See, Boerekos was designed for the super-active. Climbing mountains. Fighting wars. Farming in the red hot sun… Screw Crossfit, Pilates and anything else that now qualifies as “keeping fit” – we have nothing on our ancestors.
Yet we keep eating the sugar, sugar, sugar they so needed to keep going.
Just think of your favourite vegetable. Mine is pumpkin – mixed with syrup and squashed up with cinnamon and sugar. Yum!
Afrikaner veggies are brilliant. We’re the only people who dare to admit that adults don’t like veggies any more than kids do – so we make it pudding.
Let me share a family recipe for sweet potatoes:
Boil until soft. Slice. Layer with crumbed ginger biscuits, banana, brown sugar and butter. Add some orange juice and bake for an hour.
Serve with rys, vleis en aartappels and finish off the meal with some Malva pudding and hot custard.
Yummo! A delicious meal clocking in at a gazillion calories.
It’s no wonder our bodies can only take it for so long. It happens somewhere in our mid-forties – there comes a day in every Afrikaner woman’s life when she looks in the mirror and sees 7de Laan’s Matrone where Minki vd Westhuizen once stood.
The day she becomes a Tannie has arrived.
The process of getting to this day is a gradual one.

========

**Work required:** Copy out the entire piece on Boerekos and sugary Afrikaner cooking word for word.

**Rows:**
========

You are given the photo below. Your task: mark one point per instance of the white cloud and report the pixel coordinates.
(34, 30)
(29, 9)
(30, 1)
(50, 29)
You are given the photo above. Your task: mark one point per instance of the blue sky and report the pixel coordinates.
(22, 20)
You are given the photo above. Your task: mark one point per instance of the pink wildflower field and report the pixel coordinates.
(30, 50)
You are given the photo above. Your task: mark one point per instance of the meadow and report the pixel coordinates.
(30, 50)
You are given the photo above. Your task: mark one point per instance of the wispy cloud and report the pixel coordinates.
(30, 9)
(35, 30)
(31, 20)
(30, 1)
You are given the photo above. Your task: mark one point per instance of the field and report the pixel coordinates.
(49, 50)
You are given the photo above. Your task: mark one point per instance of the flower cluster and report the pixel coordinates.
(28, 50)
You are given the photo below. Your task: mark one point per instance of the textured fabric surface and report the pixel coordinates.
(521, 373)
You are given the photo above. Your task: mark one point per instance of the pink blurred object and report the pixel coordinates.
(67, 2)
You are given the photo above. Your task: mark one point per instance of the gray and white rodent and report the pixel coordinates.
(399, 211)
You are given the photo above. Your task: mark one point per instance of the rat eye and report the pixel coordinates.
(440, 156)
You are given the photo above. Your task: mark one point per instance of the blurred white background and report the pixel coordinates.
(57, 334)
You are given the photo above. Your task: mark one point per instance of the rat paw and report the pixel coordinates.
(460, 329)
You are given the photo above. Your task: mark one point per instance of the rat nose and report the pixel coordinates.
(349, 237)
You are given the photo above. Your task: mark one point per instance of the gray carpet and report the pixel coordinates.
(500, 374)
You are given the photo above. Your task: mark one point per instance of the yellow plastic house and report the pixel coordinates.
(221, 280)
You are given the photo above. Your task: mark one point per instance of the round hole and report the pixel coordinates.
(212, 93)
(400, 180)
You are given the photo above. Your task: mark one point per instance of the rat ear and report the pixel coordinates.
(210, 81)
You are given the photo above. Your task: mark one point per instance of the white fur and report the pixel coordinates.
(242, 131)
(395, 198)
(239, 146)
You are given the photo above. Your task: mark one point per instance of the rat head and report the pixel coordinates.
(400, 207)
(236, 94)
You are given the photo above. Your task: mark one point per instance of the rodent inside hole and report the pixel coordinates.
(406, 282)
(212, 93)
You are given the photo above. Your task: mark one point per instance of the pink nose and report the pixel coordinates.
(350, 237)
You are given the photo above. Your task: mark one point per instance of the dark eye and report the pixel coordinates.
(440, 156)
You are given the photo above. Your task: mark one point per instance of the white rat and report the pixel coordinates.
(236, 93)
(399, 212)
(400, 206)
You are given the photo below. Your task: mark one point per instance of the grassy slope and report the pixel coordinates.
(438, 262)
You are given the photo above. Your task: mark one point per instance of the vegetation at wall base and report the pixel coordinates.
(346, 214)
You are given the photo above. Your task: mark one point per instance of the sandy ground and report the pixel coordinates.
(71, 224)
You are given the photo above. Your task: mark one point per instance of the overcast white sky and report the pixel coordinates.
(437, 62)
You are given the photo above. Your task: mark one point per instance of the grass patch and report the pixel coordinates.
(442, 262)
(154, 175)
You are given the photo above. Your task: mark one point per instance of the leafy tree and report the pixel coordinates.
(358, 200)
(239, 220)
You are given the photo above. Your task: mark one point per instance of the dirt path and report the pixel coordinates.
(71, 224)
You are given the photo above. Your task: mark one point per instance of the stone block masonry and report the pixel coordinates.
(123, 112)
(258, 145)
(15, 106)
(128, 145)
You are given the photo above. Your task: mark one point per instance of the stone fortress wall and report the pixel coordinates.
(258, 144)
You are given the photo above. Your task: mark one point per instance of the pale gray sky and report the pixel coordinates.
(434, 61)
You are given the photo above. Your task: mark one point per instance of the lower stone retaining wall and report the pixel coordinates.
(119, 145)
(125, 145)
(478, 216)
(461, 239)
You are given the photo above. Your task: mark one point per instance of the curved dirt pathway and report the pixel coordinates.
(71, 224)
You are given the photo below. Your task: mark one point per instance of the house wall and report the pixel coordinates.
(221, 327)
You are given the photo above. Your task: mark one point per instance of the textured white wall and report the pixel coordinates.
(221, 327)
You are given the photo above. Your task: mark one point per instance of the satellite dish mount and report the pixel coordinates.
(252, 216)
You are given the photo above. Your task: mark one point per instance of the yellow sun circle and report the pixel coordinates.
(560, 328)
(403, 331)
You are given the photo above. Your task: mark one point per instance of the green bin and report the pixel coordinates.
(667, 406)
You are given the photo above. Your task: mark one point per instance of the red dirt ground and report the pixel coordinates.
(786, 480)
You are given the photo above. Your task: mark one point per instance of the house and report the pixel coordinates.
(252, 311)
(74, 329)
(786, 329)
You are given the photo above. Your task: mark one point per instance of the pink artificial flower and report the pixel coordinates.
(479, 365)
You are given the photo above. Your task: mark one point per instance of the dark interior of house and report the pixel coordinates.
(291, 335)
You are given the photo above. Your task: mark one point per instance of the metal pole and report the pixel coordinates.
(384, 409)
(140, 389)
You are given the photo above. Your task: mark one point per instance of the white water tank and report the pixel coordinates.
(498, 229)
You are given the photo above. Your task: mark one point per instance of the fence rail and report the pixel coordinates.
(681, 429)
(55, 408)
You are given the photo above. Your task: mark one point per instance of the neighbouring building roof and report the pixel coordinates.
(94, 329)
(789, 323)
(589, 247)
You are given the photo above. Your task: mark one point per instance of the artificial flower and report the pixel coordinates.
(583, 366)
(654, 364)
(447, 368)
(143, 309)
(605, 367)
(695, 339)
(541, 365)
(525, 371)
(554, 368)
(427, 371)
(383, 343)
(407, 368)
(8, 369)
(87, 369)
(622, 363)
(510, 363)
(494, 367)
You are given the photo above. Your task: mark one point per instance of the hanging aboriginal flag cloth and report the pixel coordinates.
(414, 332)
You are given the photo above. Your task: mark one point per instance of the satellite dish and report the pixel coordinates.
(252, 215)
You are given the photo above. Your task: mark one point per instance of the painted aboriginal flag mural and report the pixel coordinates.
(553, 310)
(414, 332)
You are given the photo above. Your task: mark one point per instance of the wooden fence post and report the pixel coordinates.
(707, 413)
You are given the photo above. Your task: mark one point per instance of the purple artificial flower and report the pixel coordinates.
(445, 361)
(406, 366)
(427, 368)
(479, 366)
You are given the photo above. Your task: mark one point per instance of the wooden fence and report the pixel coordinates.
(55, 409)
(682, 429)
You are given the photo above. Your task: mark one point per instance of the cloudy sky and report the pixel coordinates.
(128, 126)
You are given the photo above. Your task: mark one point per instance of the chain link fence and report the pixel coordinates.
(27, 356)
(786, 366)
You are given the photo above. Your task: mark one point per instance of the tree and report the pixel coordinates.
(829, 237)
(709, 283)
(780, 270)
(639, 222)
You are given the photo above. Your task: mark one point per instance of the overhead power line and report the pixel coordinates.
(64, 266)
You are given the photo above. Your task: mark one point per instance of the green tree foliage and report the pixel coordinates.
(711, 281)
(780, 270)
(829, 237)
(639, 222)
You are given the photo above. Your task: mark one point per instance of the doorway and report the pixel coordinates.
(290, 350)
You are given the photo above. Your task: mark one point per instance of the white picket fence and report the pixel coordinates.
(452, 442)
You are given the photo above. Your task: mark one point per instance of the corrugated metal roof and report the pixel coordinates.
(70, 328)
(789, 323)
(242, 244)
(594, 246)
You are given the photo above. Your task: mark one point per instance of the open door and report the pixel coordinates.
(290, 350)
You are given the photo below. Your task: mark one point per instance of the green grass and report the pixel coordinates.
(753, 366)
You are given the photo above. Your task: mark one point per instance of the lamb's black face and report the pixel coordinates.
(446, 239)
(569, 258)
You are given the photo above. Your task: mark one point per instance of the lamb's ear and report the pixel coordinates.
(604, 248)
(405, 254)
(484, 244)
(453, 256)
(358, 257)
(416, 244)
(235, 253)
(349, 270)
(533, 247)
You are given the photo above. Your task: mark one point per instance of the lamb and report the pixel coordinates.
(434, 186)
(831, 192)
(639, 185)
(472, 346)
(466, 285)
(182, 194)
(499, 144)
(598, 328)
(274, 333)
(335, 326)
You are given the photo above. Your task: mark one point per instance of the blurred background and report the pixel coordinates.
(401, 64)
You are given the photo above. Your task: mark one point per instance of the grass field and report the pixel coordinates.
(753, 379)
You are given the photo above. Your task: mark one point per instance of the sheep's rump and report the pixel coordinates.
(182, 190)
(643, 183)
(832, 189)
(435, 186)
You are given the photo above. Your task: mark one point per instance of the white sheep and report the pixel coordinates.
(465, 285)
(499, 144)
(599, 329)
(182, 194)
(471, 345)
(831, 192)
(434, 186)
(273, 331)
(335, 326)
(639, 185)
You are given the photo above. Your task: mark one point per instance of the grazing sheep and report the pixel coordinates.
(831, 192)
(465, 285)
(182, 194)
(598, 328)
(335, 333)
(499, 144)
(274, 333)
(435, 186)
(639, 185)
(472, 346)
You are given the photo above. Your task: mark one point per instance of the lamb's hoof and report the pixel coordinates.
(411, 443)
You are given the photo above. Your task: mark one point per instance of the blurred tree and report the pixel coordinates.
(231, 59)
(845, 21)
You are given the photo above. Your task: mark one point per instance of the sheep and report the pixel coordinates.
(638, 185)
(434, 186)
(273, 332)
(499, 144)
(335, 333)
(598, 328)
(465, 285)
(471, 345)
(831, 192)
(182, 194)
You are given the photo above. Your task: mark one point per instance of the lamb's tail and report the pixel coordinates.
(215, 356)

========

**Right answer:**
See, Boerekos was designed for the super-active. Climbing mountains. Fighting wars. Farming in the red hot sun… Screw Crossfit, Pilates and anything else that now qualifies as “keeping fit” – we have nothing on our ancestors.
Yet we keep eating the sugar, sugar, sugar they so needed to keep going.
Just think of your favourite vegetable. Mine is pumpkin – mixed with syrup and squashed up with cinnamon and sugar. Yum!
Afrikaner veggies are brilliant. We’re the only people who dare to admit that adults don’t like veggies any more than kids do – so we make it pudding.
Let me share a family recipe for sweet potatoes:
Boil until soft. Slice. Layer with crumbed ginger biscuits, banana, brown sugar and butter. Add some orange juice and bake for an hour.
Serve with rys, vleis en aartappels and finish off the meal with some Malva pudding and hot custard.
Yummo! A delicious meal clocking in at a gazillion calories.
It’s no wonder our bodies can only take it for so long. It happens somewhere in our mid-forties – there comes a day in every Afrikaner woman’s life when she looks in the mirror and sees 7de Laan’s Matrone where Minki vd Westhuizen once stood.
The day she becomes a Tannie has arrived.
The process of getting to this day is a gradual one.